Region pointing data

**********

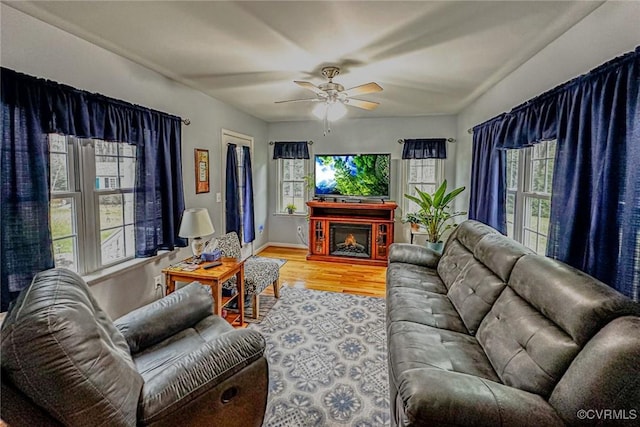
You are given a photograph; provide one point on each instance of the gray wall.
(611, 30)
(33, 47)
(355, 136)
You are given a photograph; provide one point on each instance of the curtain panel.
(595, 209)
(248, 219)
(232, 198)
(34, 107)
(434, 148)
(291, 150)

**********

Exactly and only the lines from the line containing "the curtain panel." through the final line of the records above must be returned.

■ **Task response**:
You are given a photograph; provide one point on each instance of the curtain panel.
(595, 209)
(248, 219)
(232, 198)
(34, 107)
(434, 148)
(291, 150)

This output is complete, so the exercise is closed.